Exercise aim >> Reproduce the rows from the line containing "indicate: wooden workbench top" through the last line of the rows, switching every "indicate" to "point to" and leaving everything else unchanged.

Saved data entries >>
Begin

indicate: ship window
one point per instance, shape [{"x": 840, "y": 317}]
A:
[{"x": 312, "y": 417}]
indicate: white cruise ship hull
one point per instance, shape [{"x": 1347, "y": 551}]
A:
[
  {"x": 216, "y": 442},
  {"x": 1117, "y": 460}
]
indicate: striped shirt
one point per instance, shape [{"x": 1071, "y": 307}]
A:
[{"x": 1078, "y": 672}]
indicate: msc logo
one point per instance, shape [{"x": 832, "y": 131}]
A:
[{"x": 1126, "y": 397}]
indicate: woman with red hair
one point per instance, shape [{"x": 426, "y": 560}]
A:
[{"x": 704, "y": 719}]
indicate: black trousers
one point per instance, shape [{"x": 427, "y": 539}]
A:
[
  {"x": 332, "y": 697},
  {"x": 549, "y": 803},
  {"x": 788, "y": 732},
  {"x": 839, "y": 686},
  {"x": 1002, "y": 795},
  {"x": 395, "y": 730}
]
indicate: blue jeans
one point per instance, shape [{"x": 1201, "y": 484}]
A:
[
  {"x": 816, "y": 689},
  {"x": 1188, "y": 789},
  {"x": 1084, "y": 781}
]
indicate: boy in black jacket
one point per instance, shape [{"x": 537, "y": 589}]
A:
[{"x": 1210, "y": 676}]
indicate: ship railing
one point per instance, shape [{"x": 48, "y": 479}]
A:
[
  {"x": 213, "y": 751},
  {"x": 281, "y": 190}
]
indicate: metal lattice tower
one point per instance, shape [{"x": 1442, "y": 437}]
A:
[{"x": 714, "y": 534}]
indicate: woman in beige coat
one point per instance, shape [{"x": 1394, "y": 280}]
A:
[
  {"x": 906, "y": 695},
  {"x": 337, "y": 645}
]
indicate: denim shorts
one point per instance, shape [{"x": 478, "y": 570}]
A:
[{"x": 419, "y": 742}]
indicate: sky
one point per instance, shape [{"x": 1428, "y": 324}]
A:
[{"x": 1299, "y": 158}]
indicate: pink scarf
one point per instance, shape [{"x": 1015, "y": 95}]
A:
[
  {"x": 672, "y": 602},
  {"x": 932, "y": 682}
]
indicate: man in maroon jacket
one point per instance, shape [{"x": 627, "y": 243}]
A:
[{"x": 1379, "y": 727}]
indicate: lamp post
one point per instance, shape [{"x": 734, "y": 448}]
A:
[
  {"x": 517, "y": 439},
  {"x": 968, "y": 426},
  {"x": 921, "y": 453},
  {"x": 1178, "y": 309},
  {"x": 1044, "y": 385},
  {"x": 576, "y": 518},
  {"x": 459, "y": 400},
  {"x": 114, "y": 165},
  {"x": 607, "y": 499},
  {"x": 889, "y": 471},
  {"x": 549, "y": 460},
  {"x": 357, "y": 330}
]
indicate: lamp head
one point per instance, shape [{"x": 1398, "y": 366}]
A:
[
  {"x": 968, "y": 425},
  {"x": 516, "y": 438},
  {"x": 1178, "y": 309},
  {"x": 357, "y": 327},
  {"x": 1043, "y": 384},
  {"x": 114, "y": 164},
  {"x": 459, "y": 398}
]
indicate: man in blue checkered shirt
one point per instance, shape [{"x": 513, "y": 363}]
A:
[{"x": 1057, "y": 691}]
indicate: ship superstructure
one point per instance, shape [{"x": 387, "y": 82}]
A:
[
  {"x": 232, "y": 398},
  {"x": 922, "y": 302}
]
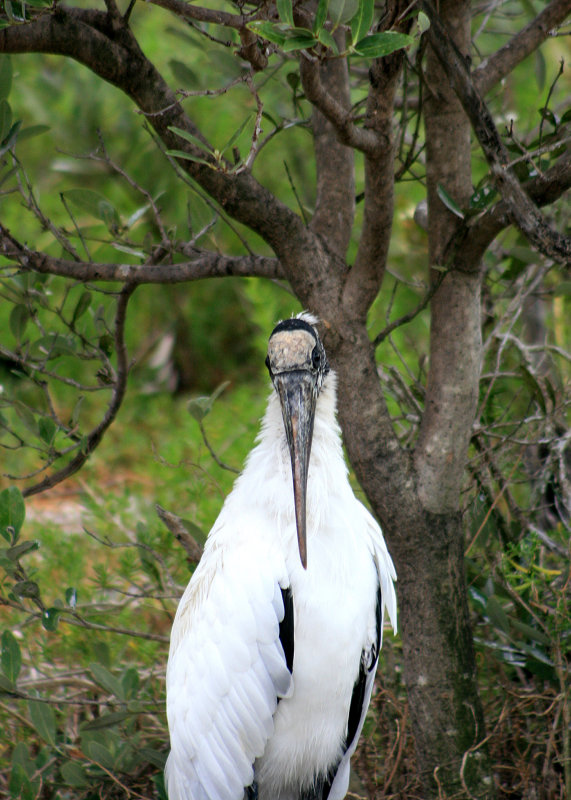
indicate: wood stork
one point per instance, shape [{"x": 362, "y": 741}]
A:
[{"x": 276, "y": 639}]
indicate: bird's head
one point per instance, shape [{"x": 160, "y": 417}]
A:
[{"x": 297, "y": 365}]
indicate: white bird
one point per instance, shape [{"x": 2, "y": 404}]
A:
[{"x": 276, "y": 639}]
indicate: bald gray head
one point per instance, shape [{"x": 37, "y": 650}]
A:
[{"x": 297, "y": 365}]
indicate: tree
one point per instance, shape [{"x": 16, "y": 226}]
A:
[{"x": 397, "y": 86}]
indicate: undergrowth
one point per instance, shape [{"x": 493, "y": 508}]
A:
[{"x": 90, "y": 581}]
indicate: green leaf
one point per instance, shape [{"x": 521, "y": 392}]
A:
[
  {"x": 189, "y": 157},
  {"x": 482, "y": 197},
  {"x": 74, "y": 775},
  {"x": 200, "y": 407},
  {"x": 50, "y": 618},
  {"x": 423, "y": 22},
  {"x": 32, "y": 131},
  {"x": 11, "y": 137},
  {"x": 5, "y": 119},
  {"x": 531, "y": 382},
  {"x": 11, "y": 656},
  {"x": 29, "y": 589},
  {"x": 105, "y": 721},
  {"x": 328, "y": 40},
  {"x": 5, "y": 76},
  {"x": 53, "y": 345},
  {"x": 301, "y": 41},
  {"x": 236, "y": 135},
  {"x": 497, "y": 614},
  {"x": 100, "y": 754},
  {"x": 71, "y": 597},
  {"x": 532, "y": 633},
  {"x": 563, "y": 289},
  {"x": 82, "y": 305},
  {"x": 6, "y": 686},
  {"x": 21, "y": 756},
  {"x": 12, "y": 513},
  {"x": 20, "y": 785},
  {"x": 154, "y": 757},
  {"x": 341, "y": 11},
  {"x": 450, "y": 204},
  {"x": 320, "y": 15},
  {"x": 16, "y": 552},
  {"x": 271, "y": 31},
  {"x": 19, "y": 317},
  {"x": 285, "y": 11},
  {"x": 130, "y": 682},
  {"x": 107, "y": 680},
  {"x": 95, "y": 204},
  {"x": 43, "y": 720},
  {"x": 382, "y": 44},
  {"x": 540, "y": 69},
  {"x": 362, "y": 21},
  {"x": 183, "y": 73},
  {"x": 47, "y": 429}
]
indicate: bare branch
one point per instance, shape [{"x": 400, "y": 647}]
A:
[
  {"x": 339, "y": 116},
  {"x": 189, "y": 11},
  {"x": 480, "y": 231},
  {"x": 502, "y": 62},
  {"x": 202, "y": 265},
  {"x": 93, "y": 439},
  {"x": 91, "y": 38},
  {"x": 335, "y": 164},
  {"x": 522, "y": 210}
]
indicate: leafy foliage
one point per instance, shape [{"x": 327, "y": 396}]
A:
[{"x": 85, "y": 617}]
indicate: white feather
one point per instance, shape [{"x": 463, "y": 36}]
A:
[{"x": 227, "y": 667}]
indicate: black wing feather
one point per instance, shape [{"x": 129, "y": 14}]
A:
[
  {"x": 287, "y": 627},
  {"x": 367, "y": 665}
]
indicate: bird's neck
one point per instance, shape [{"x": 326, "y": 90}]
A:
[{"x": 268, "y": 468}]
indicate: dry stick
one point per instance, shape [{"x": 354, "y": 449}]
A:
[
  {"x": 522, "y": 210},
  {"x": 96, "y": 435}
]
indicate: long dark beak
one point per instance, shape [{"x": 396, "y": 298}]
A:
[{"x": 298, "y": 395}]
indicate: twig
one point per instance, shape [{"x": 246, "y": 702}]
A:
[{"x": 94, "y": 438}]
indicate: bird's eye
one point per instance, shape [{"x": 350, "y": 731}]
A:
[{"x": 316, "y": 358}]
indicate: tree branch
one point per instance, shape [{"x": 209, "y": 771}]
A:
[
  {"x": 108, "y": 48},
  {"x": 365, "y": 278},
  {"x": 93, "y": 439},
  {"x": 338, "y": 115},
  {"x": 335, "y": 164},
  {"x": 524, "y": 213},
  {"x": 473, "y": 240},
  {"x": 455, "y": 339},
  {"x": 202, "y": 265},
  {"x": 189, "y": 11},
  {"x": 502, "y": 62}
]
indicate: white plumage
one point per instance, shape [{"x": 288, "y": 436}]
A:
[{"x": 237, "y": 717}]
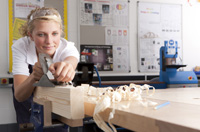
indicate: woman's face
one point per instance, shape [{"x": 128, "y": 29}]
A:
[{"x": 46, "y": 36}]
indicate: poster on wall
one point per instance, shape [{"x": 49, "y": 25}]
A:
[
  {"x": 100, "y": 55},
  {"x": 157, "y": 23},
  {"x": 23, "y": 7}
]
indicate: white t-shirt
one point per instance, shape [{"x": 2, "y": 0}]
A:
[{"x": 24, "y": 53}]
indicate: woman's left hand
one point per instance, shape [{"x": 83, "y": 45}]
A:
[{"x": 62, "y": 71}]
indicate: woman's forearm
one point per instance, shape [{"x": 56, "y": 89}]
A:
[{"x": 23, "y": 86}]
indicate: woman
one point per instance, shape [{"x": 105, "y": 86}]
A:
[{"x": 42, "y": 34}]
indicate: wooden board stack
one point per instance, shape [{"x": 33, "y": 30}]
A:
[{"x": 66, "y": 101}]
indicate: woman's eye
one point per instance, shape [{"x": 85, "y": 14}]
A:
[{"x": 40, "y": 35}]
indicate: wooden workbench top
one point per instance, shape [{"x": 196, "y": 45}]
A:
[{"x": 181, "y": 115}]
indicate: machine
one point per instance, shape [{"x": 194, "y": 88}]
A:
[{"x": 169, "y": 69}]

End

Written response >>
point to: wooden workbench top
one point per instance, shape [{"x": 196, "y": 45}]
A:
[{"x": 181, "y": 115}]
point to: machine
one point per instance, shape [{"x": 194, "y": 88}]
A:
[{"x": 169, "y": 69}]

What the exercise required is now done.